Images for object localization

# # # # #

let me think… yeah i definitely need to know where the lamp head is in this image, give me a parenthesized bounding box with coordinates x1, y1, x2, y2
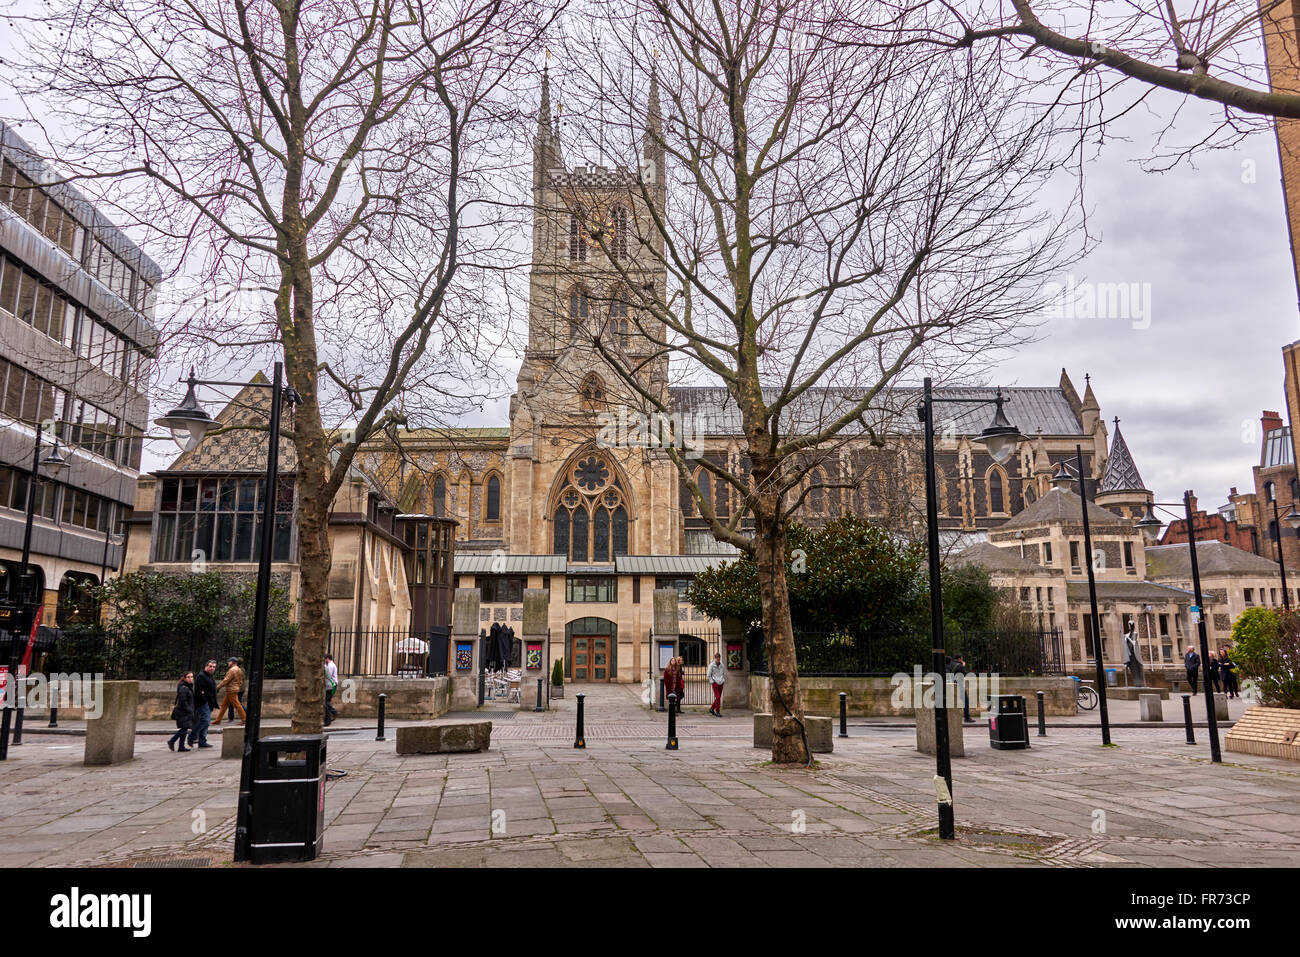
(1285, 504, 1300, 531)
(975, 389, 1023, 465)
(1136, 504, 1163, 544)
(155, 370, 217, 452)
(40, 441, 68, 475)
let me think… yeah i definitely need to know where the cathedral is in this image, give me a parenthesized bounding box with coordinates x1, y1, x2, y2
(356, 73, 1138, 685)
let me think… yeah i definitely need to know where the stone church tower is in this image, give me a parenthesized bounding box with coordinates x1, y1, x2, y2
(504, 71, 679, 559)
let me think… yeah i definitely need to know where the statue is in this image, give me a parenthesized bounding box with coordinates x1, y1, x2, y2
(1123, 622, 1144, 688)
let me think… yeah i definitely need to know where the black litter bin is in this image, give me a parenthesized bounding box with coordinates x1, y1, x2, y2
(250, 734, 326, 864)
(988, 695, 1029, 750)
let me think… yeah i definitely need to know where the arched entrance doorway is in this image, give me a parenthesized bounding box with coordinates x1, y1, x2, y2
(566, 617, 617, 682)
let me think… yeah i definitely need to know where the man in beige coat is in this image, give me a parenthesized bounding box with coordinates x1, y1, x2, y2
(211, 657, 246, 724)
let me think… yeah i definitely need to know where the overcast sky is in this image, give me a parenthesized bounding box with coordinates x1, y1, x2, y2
(2, 17, 1296, 517)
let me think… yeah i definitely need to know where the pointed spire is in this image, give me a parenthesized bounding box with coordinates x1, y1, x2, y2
(1098, 418, 1148, 493)
(1032, 429, 1051, 475)
(1081, 373, 1099, 411)
(539, 63, 552, 140)
(641, 68, 664, 187)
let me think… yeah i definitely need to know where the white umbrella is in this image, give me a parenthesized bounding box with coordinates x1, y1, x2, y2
(395, 636, 429, 654)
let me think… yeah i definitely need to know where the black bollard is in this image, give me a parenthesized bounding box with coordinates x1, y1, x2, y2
(838, 692, 848, 738)
(535, 677, 544, 713)
(376, 693, 386, 741)
(478, 670, 486, 707)
(13, 677, 24, 746)
(48, 680, 58, 728)
(666, 694, 678, 750)
(1036, 691, 1046, 737)
(658, 677, 665, 713)
(574, 692, 586, 748)
(1182, 694, 1196, 745)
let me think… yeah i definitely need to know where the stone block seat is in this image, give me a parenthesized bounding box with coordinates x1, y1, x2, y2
(752, 713, 833, 753)
(396, 721, 492, 754)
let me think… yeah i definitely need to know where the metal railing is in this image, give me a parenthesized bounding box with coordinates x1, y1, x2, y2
(327, 628, 447, 678)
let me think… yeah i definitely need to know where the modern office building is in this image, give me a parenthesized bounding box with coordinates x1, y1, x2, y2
(0, 121, 159, 629)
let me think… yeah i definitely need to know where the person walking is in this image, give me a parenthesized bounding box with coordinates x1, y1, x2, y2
(707, 652, 726, 716)
(665, 657, 685, 714)
(324, 653, 339, 726)
(1218, 648, 1239, 698)
(212, 657, 246, 725)
(168, 672, 195, 752)
(1184, 646, 1200, 695)
(188, 660, 218, 749)
(951, 654, 972, 722)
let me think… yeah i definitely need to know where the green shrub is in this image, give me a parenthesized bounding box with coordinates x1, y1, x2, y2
(1230, 607, 1300, 709)
(552, 658, 564, 686)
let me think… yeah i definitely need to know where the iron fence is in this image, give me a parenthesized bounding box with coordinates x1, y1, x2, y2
(327, 628, 446, 678)
(749, 627, 1065, 677)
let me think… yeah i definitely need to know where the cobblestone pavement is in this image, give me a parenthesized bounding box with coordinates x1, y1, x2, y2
(3, 683, 1297, 868)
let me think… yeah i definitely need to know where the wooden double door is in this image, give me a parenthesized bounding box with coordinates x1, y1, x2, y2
(572, 635, 611, 682)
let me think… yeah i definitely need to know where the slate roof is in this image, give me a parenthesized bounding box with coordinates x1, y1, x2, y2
(950, 541, 1053, 574)
(1098, 421, 1147, 493)
(454, 554, 567, 574)
(616, 555, 735, 575)
(995, 487, 1129, 531)
(668, 386, 1083, 437)
(1066, 581, 1195, 603)
(1144, 541, 1281, 578)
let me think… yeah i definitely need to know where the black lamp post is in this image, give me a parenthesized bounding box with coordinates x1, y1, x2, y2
(0, 422, 69, 761)
(155, 363, 298, 860)
(1268, 493, 1300, 611)
(1137, 496, 1223, 763)
(917, 379, 1023, 840)
(1069, 445, 1113, 746)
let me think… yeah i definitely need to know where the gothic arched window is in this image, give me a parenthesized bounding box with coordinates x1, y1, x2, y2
(610, 206, 629, 260)
(551, 453, 630, 563)
(568, 285, 590, 339)
(484, 474, 501, 522)
(809, 469, 825, 514)
(608, 291, 630, 348)
(579, 373, 606, 412)
(569, 210, 588, 262)
(432, 474, 447, 519)
(988, 468, 1006, 515)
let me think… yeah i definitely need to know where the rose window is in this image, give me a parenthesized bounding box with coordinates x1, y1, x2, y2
(574, 456, 610, 492)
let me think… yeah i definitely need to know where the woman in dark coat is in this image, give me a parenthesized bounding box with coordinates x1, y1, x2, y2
(1218, 649, 1239, 698)
(1204, 653, 1221, 694)
(168, 672, 195, 752)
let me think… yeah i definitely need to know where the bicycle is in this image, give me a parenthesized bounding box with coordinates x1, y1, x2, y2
(1076, 679, 1098, 711)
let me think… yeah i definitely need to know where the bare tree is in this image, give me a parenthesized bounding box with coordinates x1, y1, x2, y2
(2, 0, 559, 730)
(896, 0, 1300, 126)
(547, 0, 1079, 761)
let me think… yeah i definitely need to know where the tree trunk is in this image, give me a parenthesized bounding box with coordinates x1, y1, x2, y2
(291, 440, 330, 734)
(755, 495, 806, 763)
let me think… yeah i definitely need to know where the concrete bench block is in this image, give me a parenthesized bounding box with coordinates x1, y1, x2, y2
(1214, 693, 1229, 721)
(221, 723, 293, 759)
(396, 721, 492, 754)
(752, 713, 833, 753)
(915, 705, 965, 758)
(1139, 693, 1163, 722)
(85, 681, 139, 766)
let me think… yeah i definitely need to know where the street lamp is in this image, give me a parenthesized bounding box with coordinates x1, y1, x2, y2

# # # # #

> Task objective: Output each record verbatim and leave out its pictures.

> Response box:
let me think… yeah i definitely need to know where the lamp head is in this image, give me a parenthesized bounding box with coordinates x1, y1, x2, y2
(1285, 504, 1300, 531)
(975, 389, 1023, 465)
(1136, 504, 1163, 544)
(155, 370, 217, 452)
(40, 441, 68, 475)
let me think… yeah i definitely need to know where the cathedral is in this image, give me a parenthesized bounding box with coordinates x1, y1, x2, y2
(356, 73, 1138, 685)
let me think… yeah i definitely need to know where the stone church tower is in this image, give me a parenthesized bounding box with coordinates x1, y1, x2, y2
(504, 71, 679, 559)
let me think… yeah i definitely need to know where the statue is in this image, give me a parenthesized bounding box with coordinates x1, y1, x2, y2
(1123, 622, 1144, 688)
let me think… yeah i definitely need to know where the black litter bin is in this image, give me a parenthesized bounding box with coordinates x1, y1, x2, y2
(250, 734, 326, 864)
(988, 695, 1029, 750)
let me think… yeah i definitely need to know where the arched entrance doorway is in this image, give me a parenthesized bounding box with coordinates x1, y1, x2, y2
(566, 617, 617, 682)
let me think… yeah i definitely need to know where the man in beige coat is in this image, give me a parenthesized bounding box with coordinates x1, y1, x2, y2
(211, 657, 246, 724)
let me think… yeah i definitely need to know where the overcast sky is in this image, give me a parenthesized bounding box with coordinates x1, y1, x2, y2
(2, 17, 1296, 517)
let me think… yeah i definitely need to know where the pointed spire is in this image, give me a parenthesized bounding box with coordinates x1, y1, x2, y2
(1098, 418, 1148, 493)
(1032, 429, 1051, 475)
(1081, 373, 1099, 411)
(539, 63, 552, 140)
(641, 68, 664, 187)
let me think… yeah i definitely need to know where the white umbrella is in this image, give me a parenthesized bounding box with coordinates x1, y1, x2, y2
(395, 636, 429, 654)
let me think… yeah i definitely need to know where the black bollard is in this image, give me a parenthesized bounding box with coordinates x1, y1, x2, y2
(838, 692, 848, 738)
(535, 677, 544, 713)
(376, 693, 386, 741)
(478, 670, 486, 707)
(13, 677, 24, 746)
(48, 680, 58, 728)
(666, 694, 678, 750)
(1036, 691, 1046, 737)
(658, 677, 665, 713)
(574, 692, 586, 748)
(1182, 694, 1196, 745)
let me think… yeah i definitely need to know where the stone block seat is in this image, give me a parenthesized bounding box with coordinates x1, y1, x2, y2
(752, 713, 833, 753)
(396, 721, 492, 754)
let me think… yeah i definitely need to know where the metal railing is in this image, give me a parenthesized bounding box with coordinates x1, y1, x2, y2
(327, 628, 447, 678)
let me think… yeah i definitely need to know where the modern office building is in this image, give me a parenthesized bounding box with coordinates x1, y1, x2, y2
(0, 121, 159, 629)
let me think… yeah i definitely need to know where the person walking is in this image, give me a parenthesized bounding box with coordinates x1, y1, x2, y2
(707, 652, 726, 716)
(665, 657, 685, 714)
(324, 653, 339, 726)
(1218, 648, 1239, 698)
(212, 657, 246, 725)
(168, 672, 195, 752)
(1184, 646, 1200, 695)
(188, 660, 218, 749)
(951, 654, 972, 722)
let me think… yeah i definitely need to know where the green shrub is in this image, give me a parenthesized bounding box with coordinates x1, y1, x2, y2
(1230, 607, 1300, 709)
(552, 658, 564, 686)
let me think… yeah i definitely need to know where the iron fence is in this image, give me a parenthesized bounding box with coordinates x1, y1, x2, y2
(327, 628, 446, 678)
(749, 627, 1065, 677)
let me think… yeah i definitely need to know where the cobblestone pavement is in this image, give me a parenthesized bounding box with coordinates x1, y1, x2, y2
(3, 683, 1297, 868)
let me think… yeah i definitely need to know where the wooden double door is in this image, give me a parenthesized bounding box with coordinates x1, y1, x2, y2
(572, 635, 611, 682)
let me think… yeah i definitely need to know where the slate roof is in this image, give me a parenthesized bounding box with coordinates x1, y1, x2, y2
(950, 541, 1053, 574)
(1098, 421, 1147, 493)
(454, 554, 567, 574)
(616, 555, 735, 575)
(995, 487, 1129, 531)
(668, 386, 1083, 437)
(1066, 581, 1195, 603)
(1144, 541, 1281, 578)
let me think… yeah i definitely need to know where the black lamp post is in this image, give me a parenthesized bounding box with coordinates x1, y1, x2, y2
(0, 422, 69, 761)
(155, 363, 298, 860)
(1268, 493, 1300, 611)
(1137, 496, 1223, 763)
(917, 379, 1023, 840)
(1069, 445, 1113, 746)
let me think… yeah i definitely need to know where the gothic arched window is in this image, give me a parenthesized bounding box with coordinates x1, y1, x2, y2
(610, 206, 629, 260)
(551, 453, 630, 563)
(568, 285, 590, 339)
(484, 474, 501, 522)
(809, 469, 825, 514)
(608, 291, 630, 348)
(579, 373, 606, 412)
(569, 210, 588, 262)
(432, 474, 447, 519)
(988, 468, 1006, 515)
let me think… yeah i definitely need to know where the rose window is in this image, give me a parenthesized bounding box with coordinates x1, y1, x2, y2
(574, 456, 610, 492)
let me think… yeah i definitely need to know where the woman in dark coat is in this image, give me a parenthesized bounding box with coordinates x1, y1, x2, y2
(1218, 649, 1239, 698)
(1204, 653, 1221, 694)
(168, 672, 195, 752)
let me think… yeah i definitely need to know where the bicycle is in this image, give me a parenthesized bounding box with coordinates x1, y1, x2, y2
(1076, 679, 1098, 711)
let me think… yeah i definitely need to know where the bare tree is in this image, give me a parenthesized bounding box with coordinates x1, y1, x2, y2
(2, 0, 559, 730)
(896, 0, 1300, 126)
(547, 0, 1079, 761)
let me think… yeah i definitely need to know where the tree trunk is in this image, give me a parenthesized bounding box with coordinates x1, y1, x2, y2
(291, 440, 330, 734)
(755, 495, 806, 763)
let me think… yeah i definitely need to know where the concrete bench block is in this image, give me a parenthesized bounding box with coordinates x1, y1, x2, y2
(1214, 693, 1229, 721)
(221, 723, 293, 759)
(396, 721, 492, 754)
(752, 713, 833, 753)
(915, 705, 965, 758)
(1139, 693, 1163, 722)
(85, 681, 139, 766)
let me think… yeah i definitely need to know where the street lamp is in this image, give me a parenthesized bounding box with coordinates x1, y1, x2, y2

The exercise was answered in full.